### TEXT SECTION
★ ★ ★ ★

- clockwise from top; Ashey Ace, Hector, Marky Mark, Scottie Gee and DJ-T

Background information
- Origin: Boston, Massachusetts, U.S.
- Genres: Hip-hop; Eurodance; new jack swing; hip house;
- Years active: 1991–1993
- Labels: Interscope; Atlantic;
- Past members: Marky Mark; Ashey Ace; Scottie Gee; Hector the Booty Inspector; DJ-T;

= Marky Mark and the Funky Bunch =

American hip-hop group

Marky Mark and the Funky Bunch was an American hip-hop group formed in 1991 by Mark Wahlberg (alias Marky Mark), Scottie Gee, Hector the Booty Inspector, DJ-T, and Ashey Ace. The group's best known song is "Good Vibrations", which made it to number one on the Billboard Hot 100 in 1991, while their follow-up song "Wildside" peaked at number 10.

==History==
Marky Mark and the Funky Bunch released their debut album, Music for the People on July 23, 1991. The album was a huge success for the group, making it to No. 1 on the Top Heatseekers chart and No. 21 on the Billboard 200. The album's success was fueled by two top-10 singles, both of which were certified gold, "Good Vibrations", which went to No. 1 on the Billboard Hot 100, and "Wildside" which went to No. 10 on the Hot 100. The album itself first went gold on November 15, 1991, before being certified platinum on January 14, 1992.

At the height of the group's success, they also had a video game released by Digital Pictures titled Marky Mark and the Funky Bunch: Make My Video, but the game was not a success and has been considered one of the worst video games ever made.

After the success of Music for the People, the group quickly recorded a follow-up titled You Gotta Believe that was released on September 15, 1992. However, the album achieved little success, only making it as high as No. 67 on the Billboard 200, as did the album's lone charting single also titled "You Gotta Believe" which went to 49 on the Hot 100. The group disbanded in 1993 with their last appearance being "I Want You", which was featured on the Super Mario Bros. movie soundtrack.

After the group disbanded, Mark continued his music career by teaming with reggae musician Prince Ital Joe. The duo released two albums in Europe and had a No. 1 hit in Germany with "United". Mark continued to release music until retiring in 1998 and becoming a successful actor in the United States.

★ ★ ★ ★

### RECORD LIST
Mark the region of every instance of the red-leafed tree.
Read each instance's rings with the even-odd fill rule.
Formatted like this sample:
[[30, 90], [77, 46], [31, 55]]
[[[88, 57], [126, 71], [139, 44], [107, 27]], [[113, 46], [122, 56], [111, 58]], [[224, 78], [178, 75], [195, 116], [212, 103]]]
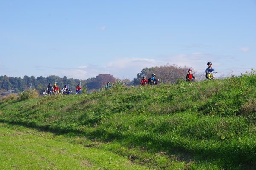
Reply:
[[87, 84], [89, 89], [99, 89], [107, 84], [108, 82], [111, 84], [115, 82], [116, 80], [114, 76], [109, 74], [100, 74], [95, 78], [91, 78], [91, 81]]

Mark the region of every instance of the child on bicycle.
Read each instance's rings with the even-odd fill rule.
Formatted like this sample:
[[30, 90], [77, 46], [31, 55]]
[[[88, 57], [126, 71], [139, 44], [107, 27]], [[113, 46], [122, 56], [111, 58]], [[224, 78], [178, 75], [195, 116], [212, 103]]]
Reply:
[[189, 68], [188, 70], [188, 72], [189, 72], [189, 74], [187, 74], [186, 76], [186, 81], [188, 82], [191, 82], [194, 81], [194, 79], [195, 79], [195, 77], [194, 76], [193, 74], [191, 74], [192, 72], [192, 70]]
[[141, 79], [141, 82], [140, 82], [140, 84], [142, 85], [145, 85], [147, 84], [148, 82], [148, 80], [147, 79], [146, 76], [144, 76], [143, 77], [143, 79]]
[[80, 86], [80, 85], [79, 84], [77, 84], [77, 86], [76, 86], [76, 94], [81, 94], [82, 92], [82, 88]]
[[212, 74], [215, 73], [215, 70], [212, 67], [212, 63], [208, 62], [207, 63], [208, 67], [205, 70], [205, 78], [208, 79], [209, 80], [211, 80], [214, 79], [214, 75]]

★ ★ ★ ★

### TASK TO CARRY OUT
According to the text about Marky Mark and the Funky Bunch, on what date was the group's second album, You Gotta Believe, released?

### OUTPUT
September 15, 1992